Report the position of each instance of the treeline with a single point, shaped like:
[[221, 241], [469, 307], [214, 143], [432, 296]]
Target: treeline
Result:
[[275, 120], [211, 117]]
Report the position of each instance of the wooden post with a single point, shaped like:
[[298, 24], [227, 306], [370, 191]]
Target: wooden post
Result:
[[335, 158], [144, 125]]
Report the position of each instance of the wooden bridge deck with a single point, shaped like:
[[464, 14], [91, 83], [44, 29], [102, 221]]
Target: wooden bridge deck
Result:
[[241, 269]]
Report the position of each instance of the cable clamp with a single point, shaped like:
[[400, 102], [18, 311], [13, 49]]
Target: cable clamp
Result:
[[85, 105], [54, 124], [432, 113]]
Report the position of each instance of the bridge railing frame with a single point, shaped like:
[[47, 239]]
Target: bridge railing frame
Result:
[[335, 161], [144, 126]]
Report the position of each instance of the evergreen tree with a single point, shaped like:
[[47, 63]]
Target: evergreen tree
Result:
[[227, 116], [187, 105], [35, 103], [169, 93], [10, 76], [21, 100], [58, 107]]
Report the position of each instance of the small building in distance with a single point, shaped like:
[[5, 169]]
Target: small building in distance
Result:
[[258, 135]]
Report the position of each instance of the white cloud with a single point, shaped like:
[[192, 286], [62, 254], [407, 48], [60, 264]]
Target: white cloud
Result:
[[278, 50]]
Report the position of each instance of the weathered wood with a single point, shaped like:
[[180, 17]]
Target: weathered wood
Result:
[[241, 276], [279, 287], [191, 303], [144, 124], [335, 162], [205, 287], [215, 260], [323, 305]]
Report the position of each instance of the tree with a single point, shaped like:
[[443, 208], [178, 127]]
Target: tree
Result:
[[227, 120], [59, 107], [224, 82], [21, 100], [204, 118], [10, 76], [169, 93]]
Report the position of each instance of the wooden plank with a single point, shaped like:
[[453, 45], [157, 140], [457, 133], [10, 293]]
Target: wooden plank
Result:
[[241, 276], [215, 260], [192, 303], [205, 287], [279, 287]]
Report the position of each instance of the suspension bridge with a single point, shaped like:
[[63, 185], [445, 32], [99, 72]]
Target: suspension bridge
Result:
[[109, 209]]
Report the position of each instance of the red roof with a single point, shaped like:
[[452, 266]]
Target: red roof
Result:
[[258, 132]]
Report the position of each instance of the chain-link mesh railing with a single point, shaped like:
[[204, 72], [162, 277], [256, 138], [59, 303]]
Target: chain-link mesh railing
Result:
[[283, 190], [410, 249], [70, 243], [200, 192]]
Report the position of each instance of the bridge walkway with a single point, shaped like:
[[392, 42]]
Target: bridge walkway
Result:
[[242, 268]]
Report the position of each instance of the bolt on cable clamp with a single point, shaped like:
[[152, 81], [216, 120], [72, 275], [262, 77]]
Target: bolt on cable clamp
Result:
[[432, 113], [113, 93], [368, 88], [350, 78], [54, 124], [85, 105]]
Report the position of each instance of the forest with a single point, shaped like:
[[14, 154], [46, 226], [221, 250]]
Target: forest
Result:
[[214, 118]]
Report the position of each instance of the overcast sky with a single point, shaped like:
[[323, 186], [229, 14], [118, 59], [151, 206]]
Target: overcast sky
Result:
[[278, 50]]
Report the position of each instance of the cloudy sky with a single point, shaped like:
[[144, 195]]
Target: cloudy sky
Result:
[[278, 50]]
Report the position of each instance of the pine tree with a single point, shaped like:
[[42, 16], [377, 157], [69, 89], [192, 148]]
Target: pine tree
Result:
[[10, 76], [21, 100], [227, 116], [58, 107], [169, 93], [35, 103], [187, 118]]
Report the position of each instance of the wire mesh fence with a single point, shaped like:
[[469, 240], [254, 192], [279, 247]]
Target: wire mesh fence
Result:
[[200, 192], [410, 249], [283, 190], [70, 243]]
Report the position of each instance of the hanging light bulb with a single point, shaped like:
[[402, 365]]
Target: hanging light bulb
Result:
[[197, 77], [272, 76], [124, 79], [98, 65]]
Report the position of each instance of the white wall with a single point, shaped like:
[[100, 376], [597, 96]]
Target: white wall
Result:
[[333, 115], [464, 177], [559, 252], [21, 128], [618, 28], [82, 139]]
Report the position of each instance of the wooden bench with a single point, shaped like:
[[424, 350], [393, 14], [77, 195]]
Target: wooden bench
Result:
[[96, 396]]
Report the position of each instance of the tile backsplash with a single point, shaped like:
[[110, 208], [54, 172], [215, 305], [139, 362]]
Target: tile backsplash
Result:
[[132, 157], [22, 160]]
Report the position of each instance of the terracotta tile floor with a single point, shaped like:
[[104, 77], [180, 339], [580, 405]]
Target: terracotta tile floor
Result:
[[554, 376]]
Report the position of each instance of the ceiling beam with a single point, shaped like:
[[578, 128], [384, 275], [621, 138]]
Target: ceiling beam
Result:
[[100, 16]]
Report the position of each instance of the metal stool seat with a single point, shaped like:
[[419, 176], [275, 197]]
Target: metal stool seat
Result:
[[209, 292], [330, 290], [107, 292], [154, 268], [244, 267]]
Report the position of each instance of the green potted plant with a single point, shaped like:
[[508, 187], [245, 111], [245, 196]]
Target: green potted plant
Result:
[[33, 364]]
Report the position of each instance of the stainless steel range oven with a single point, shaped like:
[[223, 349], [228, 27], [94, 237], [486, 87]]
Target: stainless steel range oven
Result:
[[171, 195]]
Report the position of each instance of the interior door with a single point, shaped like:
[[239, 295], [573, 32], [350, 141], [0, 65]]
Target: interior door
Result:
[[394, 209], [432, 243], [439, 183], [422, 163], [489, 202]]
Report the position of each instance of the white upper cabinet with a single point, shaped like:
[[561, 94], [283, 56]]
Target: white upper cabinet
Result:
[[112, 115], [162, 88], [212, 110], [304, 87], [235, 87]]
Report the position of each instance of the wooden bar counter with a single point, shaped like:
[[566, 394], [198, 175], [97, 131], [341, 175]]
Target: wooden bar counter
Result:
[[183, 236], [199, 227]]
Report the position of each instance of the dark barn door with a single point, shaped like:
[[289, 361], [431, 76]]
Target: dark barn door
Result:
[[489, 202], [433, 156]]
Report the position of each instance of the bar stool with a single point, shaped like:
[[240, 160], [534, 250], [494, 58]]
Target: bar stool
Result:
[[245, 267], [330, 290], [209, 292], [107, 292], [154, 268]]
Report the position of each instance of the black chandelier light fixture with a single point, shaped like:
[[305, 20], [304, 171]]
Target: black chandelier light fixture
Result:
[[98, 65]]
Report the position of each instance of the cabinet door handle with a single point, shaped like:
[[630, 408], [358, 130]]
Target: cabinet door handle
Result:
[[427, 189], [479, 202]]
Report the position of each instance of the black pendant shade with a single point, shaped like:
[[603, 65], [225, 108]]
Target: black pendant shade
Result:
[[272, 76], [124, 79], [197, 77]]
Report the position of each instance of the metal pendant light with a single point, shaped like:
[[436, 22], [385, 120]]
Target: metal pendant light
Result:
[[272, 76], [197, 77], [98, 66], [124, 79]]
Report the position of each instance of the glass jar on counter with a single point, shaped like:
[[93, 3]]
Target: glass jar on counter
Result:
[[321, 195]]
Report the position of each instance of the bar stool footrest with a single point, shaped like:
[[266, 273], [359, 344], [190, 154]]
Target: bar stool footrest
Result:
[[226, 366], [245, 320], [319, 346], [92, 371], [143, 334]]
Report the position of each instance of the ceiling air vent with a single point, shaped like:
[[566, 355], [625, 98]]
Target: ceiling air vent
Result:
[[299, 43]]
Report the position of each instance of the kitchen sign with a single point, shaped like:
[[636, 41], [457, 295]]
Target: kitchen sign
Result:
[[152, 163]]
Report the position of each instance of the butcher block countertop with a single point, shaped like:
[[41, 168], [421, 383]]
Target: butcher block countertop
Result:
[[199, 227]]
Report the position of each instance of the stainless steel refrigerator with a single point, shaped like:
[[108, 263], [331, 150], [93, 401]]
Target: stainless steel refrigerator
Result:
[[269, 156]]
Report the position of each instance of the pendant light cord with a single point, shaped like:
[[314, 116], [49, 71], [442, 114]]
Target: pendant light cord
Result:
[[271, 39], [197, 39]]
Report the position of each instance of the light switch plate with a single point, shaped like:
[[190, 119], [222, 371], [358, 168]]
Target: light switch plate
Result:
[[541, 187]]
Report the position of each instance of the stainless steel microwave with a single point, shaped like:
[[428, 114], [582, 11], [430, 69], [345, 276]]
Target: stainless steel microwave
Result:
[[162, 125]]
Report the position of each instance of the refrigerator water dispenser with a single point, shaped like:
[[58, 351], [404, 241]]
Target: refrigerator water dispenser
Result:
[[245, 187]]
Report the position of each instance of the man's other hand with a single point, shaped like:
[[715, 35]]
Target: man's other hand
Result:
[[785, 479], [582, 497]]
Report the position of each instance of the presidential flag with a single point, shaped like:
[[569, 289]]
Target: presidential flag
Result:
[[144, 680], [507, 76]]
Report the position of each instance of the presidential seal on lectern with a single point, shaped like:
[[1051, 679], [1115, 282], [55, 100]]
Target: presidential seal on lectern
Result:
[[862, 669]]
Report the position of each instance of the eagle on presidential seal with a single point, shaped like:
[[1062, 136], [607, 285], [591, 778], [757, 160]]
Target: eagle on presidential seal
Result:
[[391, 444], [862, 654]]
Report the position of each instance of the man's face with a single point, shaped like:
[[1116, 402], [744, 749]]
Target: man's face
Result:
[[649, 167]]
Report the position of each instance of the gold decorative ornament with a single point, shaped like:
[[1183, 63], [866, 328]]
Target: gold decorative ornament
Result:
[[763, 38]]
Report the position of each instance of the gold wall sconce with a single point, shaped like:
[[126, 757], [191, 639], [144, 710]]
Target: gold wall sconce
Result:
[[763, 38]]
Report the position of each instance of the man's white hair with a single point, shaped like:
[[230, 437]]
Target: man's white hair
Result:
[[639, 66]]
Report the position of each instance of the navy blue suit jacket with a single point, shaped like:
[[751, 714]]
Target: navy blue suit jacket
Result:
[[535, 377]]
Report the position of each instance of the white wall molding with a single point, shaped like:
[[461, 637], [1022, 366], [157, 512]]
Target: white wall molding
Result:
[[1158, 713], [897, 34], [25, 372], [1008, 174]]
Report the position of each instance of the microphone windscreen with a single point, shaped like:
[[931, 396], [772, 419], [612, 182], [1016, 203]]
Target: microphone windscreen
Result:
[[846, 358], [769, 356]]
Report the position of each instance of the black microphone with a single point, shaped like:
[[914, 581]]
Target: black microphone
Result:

| Task goal |
If a line in the listing above contains the word "fence", include it in your count, then give only the final number.

| Your response |
2